**What the exercise asks**
In the tutorials and courses page, which two centers collaborate on the online course "Parallel Programming of High-Performance Systems"?

**Supplied passage**
<<<<
Tutorials & Courses
Apart from regular teaching activities we are known for our “Node-Level Performance Engineering” tutorials and courses, which we provide regularly at the the IEEE/ACM Supercomputing conference series and the German Gauss Centre for Supercomputing (GCS) sites at Garching (LRZ) and Stuttgart (HLRS), and at Vienna Scientific Cluster (VSC) at TU Wien. At these sites, we are also actively involved in “MPI+X” hybrid programming tutorials in close collaboration with lecturers from HLRS and VSC.
Upon request we also offer our tutorial and course program for other interested computing centers, research institutions, and industry. Beyond these signature events, we offer courses on parallel programming, GPU programming, code optimization, modern C++, and more.
To see upcoming dates for our courses, please click on the name of the course you are interested in.
If you want to participate in one of our courses, please find the link to the registration in the respective accordion section.
Overview of the entire course program
HPC Introduction
Parallel Programming of High-Performance Systems
This online course, a collaboration of Erlangen National High Performance Computing Center (NHR@FAU) and Leibniz Supercomputing Center (LRZ), is targeted at students and scientists with interest in programming modern HPC hardware, specifically the large scale parallel computing systems available in Jülich, Stuttgart and Munich, but also smaller clusters in Tier-2/3 centers and departments.
Past
- Three-day online course (PPHPS23), March 7-9, 2023 (Ayesha Afzal, Markus Wittmann, Georg Hager together with LRZ staff).
- Three-day online course (PPHPS22), March 8–10, 2022 (Ayesha Afzal, Markus Wittmann, Georg Hager together with LRZ staff).
- Three-day online course (PPHPS21), April 13–15, 2021 (together with LRZ staff).
- Annual course at RRZE, March 9–13, 2020 (together with LRZ staff).
Introduction to parallel programming with OpenMP
Upcoming
- Introduction to OpenMP: part 2 (online), September 27, 2023
Past
- Introduction to OpenMP: part 1 (online), September 20, 2023
- Introduction to OpenMP: part 2 (online), March 28, 2023
- Introduction to OpenMP: part 1 (online), March 21, 2023
- Full-day online course, October 4, 2022.
>>>>
**Data segment**
<<<<
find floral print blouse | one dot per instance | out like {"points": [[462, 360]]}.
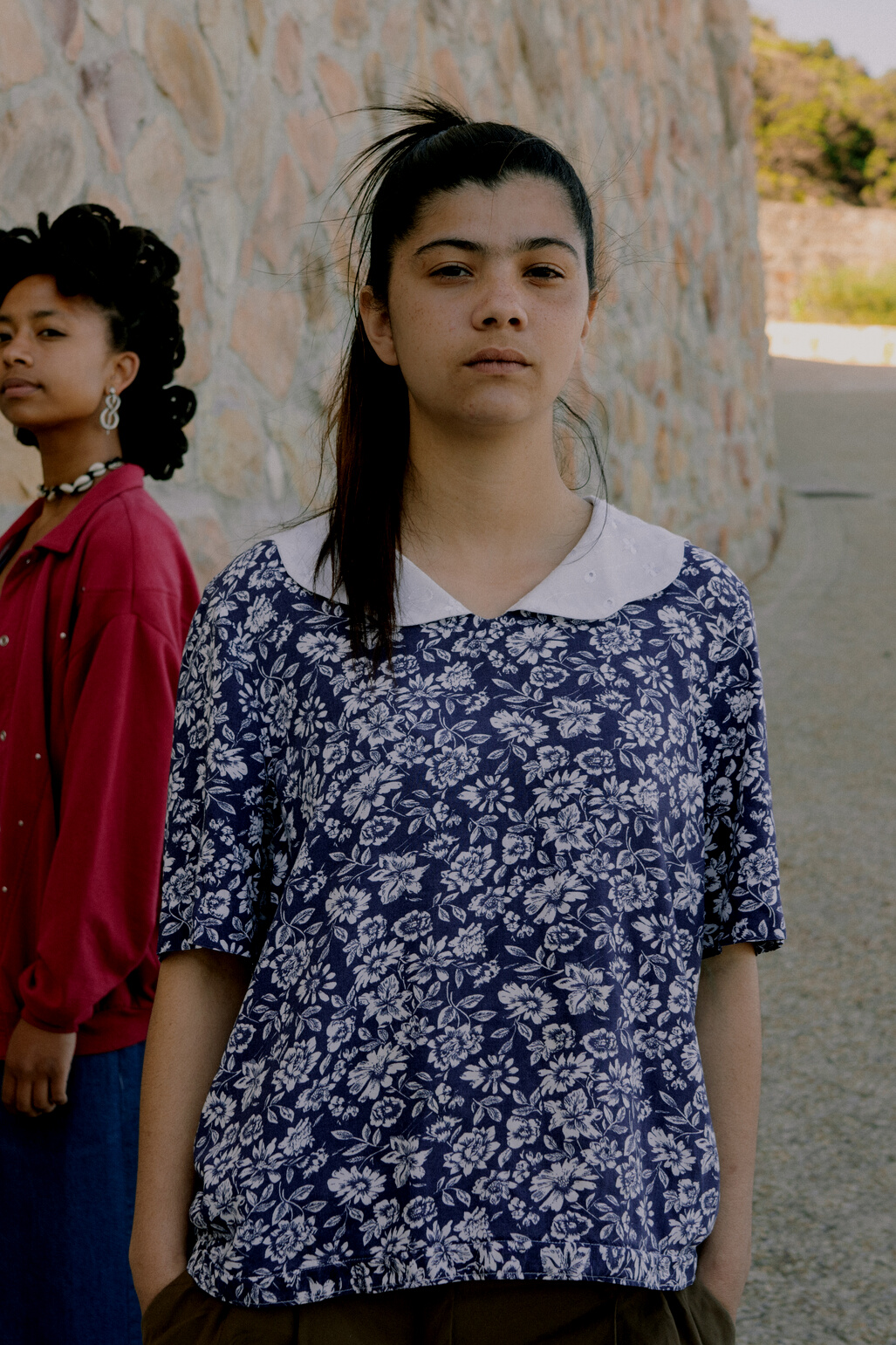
>>>>
**Output of the exercise**
Erlangen National High Performance Computing Center (NHR@FAU) and Leibniz Supercomputing Center (LRZ).